Retype verbatim the lines of the listing, from the very first through the line with "box: [386, 141, 550, 180]".
== == ==
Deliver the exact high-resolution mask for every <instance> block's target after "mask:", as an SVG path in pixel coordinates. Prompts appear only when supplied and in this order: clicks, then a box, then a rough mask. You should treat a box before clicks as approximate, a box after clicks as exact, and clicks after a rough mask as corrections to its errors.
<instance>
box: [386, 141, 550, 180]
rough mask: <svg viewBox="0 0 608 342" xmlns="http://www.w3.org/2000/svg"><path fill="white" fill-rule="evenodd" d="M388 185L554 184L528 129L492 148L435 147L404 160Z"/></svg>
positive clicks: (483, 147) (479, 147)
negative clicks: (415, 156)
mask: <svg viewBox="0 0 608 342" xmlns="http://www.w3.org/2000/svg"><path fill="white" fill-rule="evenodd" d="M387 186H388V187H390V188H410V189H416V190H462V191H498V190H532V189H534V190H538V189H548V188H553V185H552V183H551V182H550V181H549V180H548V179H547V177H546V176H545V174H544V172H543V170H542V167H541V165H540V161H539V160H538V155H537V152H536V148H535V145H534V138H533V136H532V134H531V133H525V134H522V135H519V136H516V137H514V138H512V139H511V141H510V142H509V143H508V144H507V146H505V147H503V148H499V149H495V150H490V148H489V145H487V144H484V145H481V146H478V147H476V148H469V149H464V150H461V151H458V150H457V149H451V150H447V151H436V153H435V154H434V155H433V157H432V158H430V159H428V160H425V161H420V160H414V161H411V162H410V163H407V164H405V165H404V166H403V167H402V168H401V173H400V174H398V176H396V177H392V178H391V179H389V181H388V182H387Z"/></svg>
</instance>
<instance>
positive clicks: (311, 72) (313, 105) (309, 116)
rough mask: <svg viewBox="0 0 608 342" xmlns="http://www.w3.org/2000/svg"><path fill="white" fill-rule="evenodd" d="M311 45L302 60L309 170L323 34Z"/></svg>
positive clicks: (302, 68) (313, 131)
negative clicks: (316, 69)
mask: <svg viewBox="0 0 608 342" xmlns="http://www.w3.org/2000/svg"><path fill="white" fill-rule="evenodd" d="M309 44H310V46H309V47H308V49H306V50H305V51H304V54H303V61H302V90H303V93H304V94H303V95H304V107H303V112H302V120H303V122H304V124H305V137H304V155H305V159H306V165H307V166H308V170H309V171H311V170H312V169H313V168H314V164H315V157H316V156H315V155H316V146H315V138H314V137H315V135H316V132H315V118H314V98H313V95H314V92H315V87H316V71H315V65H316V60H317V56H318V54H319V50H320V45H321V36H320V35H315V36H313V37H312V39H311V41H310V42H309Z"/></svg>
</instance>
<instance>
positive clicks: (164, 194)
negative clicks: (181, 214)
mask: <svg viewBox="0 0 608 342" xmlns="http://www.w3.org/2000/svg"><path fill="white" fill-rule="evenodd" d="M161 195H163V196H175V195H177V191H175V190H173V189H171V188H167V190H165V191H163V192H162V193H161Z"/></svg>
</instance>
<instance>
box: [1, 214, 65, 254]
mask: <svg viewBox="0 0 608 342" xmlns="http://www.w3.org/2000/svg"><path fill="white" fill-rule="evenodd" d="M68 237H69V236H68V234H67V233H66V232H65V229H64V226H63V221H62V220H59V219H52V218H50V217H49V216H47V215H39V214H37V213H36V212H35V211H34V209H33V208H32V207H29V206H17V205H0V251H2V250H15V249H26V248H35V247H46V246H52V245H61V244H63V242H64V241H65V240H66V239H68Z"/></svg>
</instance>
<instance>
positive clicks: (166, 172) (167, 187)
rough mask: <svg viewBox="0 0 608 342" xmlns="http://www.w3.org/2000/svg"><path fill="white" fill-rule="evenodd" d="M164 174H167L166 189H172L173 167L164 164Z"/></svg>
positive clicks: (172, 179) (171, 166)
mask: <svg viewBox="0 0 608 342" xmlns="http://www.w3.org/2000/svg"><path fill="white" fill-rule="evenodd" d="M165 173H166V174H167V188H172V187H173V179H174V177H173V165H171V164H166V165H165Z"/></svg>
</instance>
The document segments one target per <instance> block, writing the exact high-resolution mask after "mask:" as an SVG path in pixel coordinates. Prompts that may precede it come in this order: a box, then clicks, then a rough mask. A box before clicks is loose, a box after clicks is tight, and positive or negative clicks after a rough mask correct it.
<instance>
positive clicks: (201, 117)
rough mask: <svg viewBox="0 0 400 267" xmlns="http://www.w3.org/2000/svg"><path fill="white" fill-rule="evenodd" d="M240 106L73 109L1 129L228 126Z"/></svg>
== == ==
=== Written response ===
Deliver the exact high-resolution mask for every <instance> block's target after "mask:", as an SVG path in pixel coordinates. Prompts appear only when supplied and in this order: clicks, then a box, then a rough mask. You should treat a box before clicks as approximate, a box after clicks as exact, and clicks after a rough mask as corrections to its errors.
<instance>
box: [386, 141, 550, 180]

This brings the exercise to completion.